Every dog has its day, and thanks to the Humane Society of the United States, every humane shelter, pound, and animal control and rescue group now gets its week.
Next month, Nov. 6-12, we're set to celebrate National Animal Shelter Appreciation Week at the Lawrence Humane Society.
We have a lot to be proud of at our shelter. Because we have the best director and staff around, we have grown in nine years to become the go-to shelter in the state. Any time a Kansas community erects a new shelter or an animals rights group needs direction with its plans, they dial our number and ask for our help and advice because we have been so successful at doing what we do.
Back in 1951, our community's shelter began as little more than a trailer with an add-on that housed about eight dogs.
Today, we are a 15,000-square-foot facility with two buildings and enough kennels to house and care for nearly 1,000 animals at a time.
Our budget, which includes medicines, emergency treatment, vaccines, food, litter and a host of other supplies, now stands at about $650,000 per year. Finances this year have been stretched like a rubber band ready to snap because of the increased number of animals we've received and the tragic surge in the number of cruelty and neglect cases we've addressed.
The services that the shelter provides to our community seem endless. Thanks to our devoted staff, very few loose dogs and feral cats are running through our neighborhoods.
The shelter sees to it that adopted animals have been or will be properly spayed or neutered to keep down the numbers of unwanted domestic pets born each year.
Children receive instruction from us in their schools about how to properly care for pets, and they tour our facilities to learn about the importance of humane treatment of all living things.

▶ _SOURCE DATA_
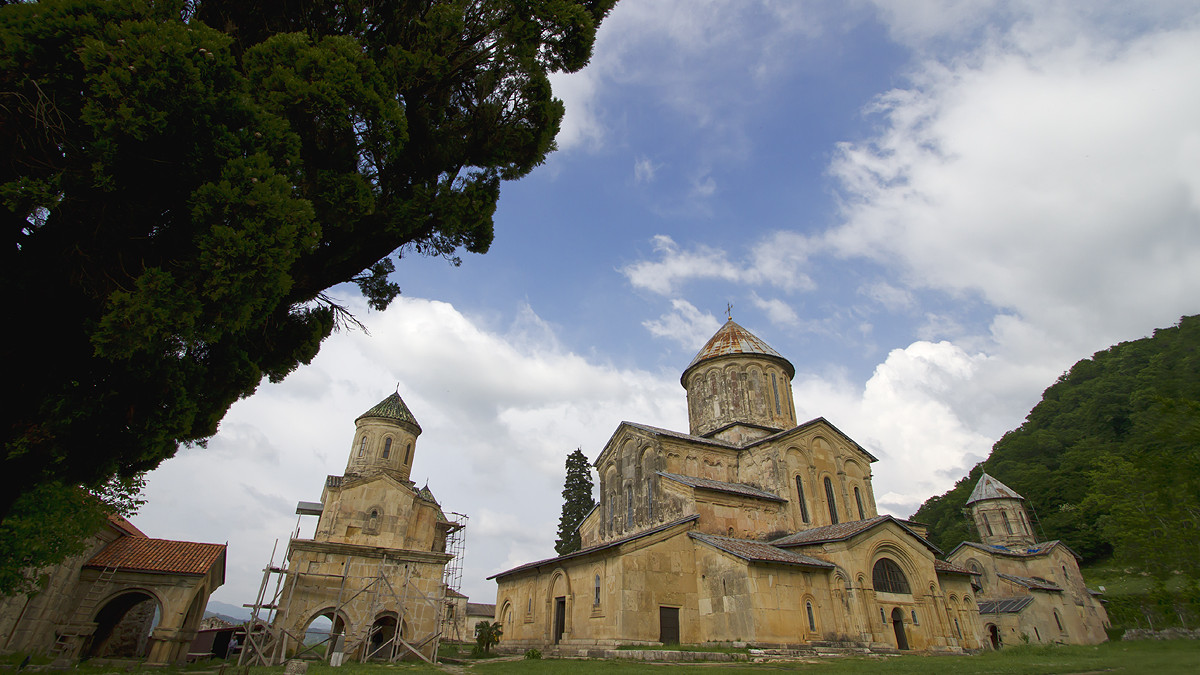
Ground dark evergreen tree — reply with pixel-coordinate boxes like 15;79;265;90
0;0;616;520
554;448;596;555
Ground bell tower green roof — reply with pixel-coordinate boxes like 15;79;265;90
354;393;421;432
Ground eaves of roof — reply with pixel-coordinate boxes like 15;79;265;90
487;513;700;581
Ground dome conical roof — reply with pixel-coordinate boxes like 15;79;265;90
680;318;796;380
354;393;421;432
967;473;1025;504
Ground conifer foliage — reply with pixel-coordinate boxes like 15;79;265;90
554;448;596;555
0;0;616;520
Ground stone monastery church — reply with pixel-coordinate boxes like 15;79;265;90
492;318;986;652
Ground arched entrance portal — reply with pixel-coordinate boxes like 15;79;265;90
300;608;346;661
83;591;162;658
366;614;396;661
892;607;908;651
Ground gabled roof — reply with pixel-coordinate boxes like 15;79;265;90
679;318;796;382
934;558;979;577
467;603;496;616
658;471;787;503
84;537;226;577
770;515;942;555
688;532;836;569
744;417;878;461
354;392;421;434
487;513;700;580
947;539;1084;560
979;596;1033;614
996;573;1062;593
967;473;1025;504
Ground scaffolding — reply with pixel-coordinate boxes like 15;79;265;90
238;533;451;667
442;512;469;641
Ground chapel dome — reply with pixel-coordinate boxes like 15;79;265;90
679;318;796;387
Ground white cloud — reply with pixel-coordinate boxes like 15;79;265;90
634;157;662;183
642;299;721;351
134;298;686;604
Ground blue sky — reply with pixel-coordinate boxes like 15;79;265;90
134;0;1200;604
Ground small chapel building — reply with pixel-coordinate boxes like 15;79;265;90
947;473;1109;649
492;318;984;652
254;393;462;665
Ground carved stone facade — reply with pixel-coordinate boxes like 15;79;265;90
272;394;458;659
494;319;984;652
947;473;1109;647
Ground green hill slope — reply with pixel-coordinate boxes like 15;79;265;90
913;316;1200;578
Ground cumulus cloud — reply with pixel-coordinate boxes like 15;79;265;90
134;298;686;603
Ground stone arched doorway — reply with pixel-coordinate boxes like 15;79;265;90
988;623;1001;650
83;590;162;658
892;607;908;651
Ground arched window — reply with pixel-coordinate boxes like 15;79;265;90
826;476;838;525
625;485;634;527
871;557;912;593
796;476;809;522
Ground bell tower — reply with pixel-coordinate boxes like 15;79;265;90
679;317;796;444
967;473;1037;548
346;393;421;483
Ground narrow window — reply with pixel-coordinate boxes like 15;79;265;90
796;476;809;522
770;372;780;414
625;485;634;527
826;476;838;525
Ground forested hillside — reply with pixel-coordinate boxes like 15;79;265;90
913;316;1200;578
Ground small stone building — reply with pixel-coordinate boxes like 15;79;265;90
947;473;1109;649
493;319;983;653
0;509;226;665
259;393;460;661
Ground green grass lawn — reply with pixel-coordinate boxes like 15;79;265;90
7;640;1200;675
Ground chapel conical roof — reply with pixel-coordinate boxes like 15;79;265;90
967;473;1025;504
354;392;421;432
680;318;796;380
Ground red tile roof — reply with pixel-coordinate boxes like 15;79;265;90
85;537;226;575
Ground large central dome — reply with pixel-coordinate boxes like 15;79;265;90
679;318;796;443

--

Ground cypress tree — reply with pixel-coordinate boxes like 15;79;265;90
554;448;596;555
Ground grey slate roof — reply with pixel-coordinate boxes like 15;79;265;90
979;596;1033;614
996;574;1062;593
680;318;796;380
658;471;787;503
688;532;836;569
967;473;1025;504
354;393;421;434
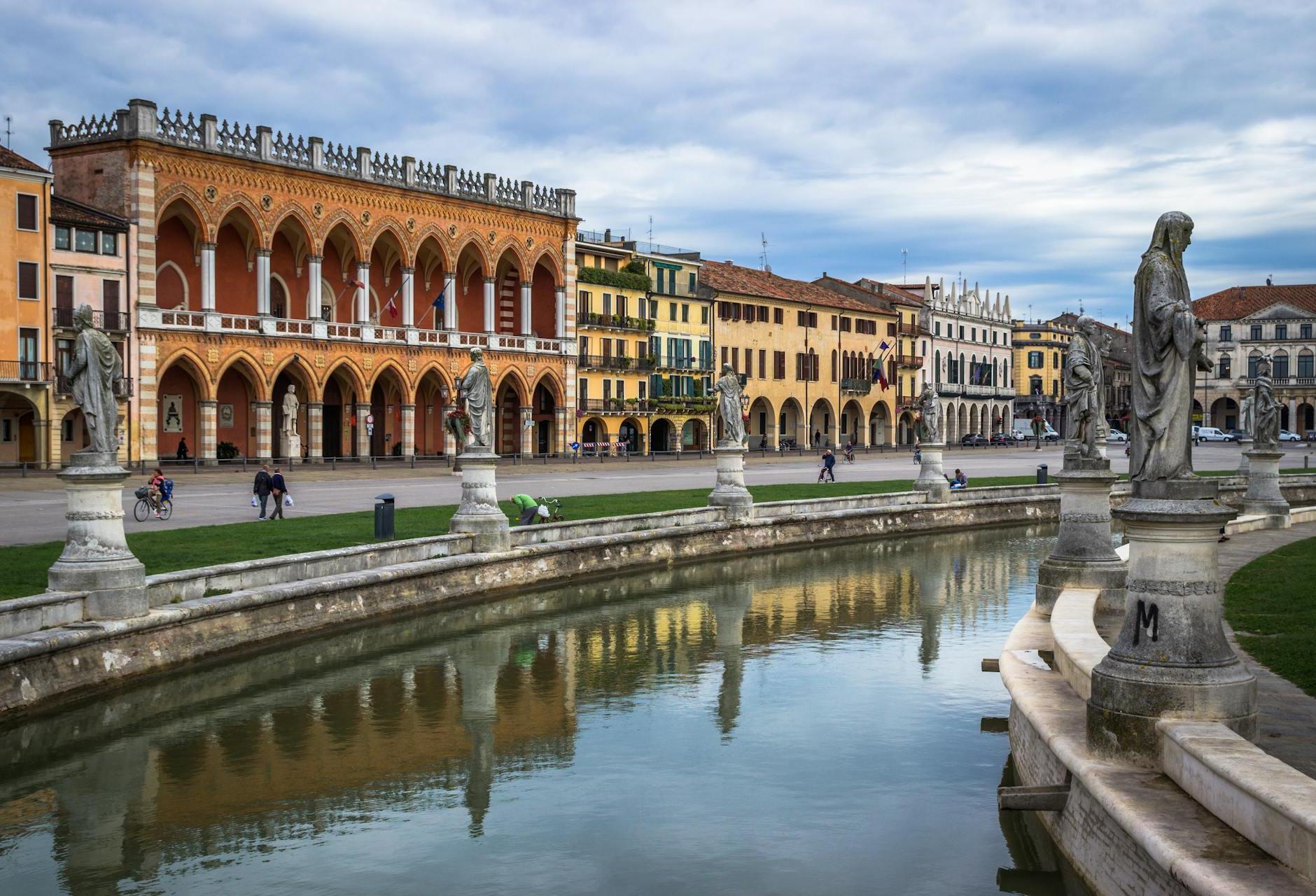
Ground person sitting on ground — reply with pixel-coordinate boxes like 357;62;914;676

==

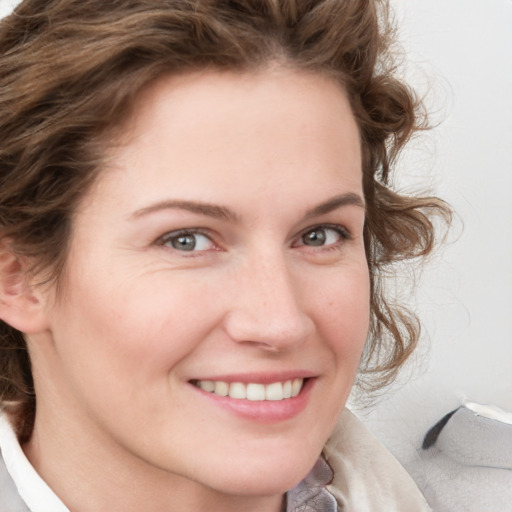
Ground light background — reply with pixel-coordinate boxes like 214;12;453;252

▶ _ACTIVITIES_
[1] Reproduce the Lawrence Humane Society article above, from "We have a lot" up to and including "animals at a time.".
[2] Go on with the Lawrence Humane Society article, picking up after its last sentence.

▶ _ANSWERS TO THE EXERCISES_
[1]
We have a lot to be proud of at our shelter. Because we have the best director and staff around, we have grown in nine years to become the go-to shelter in the state. Any time a Kansas community erects a new shelter or an animals rights group needs direction with its plans, they dial our number and ask for our help and advice because we have been so successful at doing what we do.
Back in 1951, our community's shelter began as little more than a trailer with an add-on that housed about eight dogs.
Today, we are a 15,000-square-foot facility with two buildings and enough kennels to house and care for nearly 1,000 animals at a time.

[2]
We work to bring animal abusers to the attention of the proper authorities, to stop their cruel and illegal activities.
We take some of our animals to nursing homes to visit with the elderly and infirm who could use a loving purr or a friendly nuzzle to brighten their days.
We unite lost animals with their owners, and we help match up empty homes with just the right size, shape and temperament of pet to fill them with unconditional love.
If you'd like to help us celebrate our special week, we're having an open house from 5 p.m. to 8 p.m. Nov. 10 at the shelter, 1805 E. 19th St. Come meet our staff, volunteers, board members and especially all the animals we have available for adoption who would like to show off their personalities.
If you can't come then, plan to visit from 10 a.m. to 5 p.m. Nov. 13 during our annual Animal Fair at the Douglas County 4-H Fairgrounds. We'll have a bake sale, vets, trainers and all sorts of animal-related businesses on hand to help us celebrate our four-legged friends and birds, too. If you bring an item from our wish list to donate, you're eligible to win a prize in one of many drawings. It's one more way to show the shelter how much you appreciate its services to the community.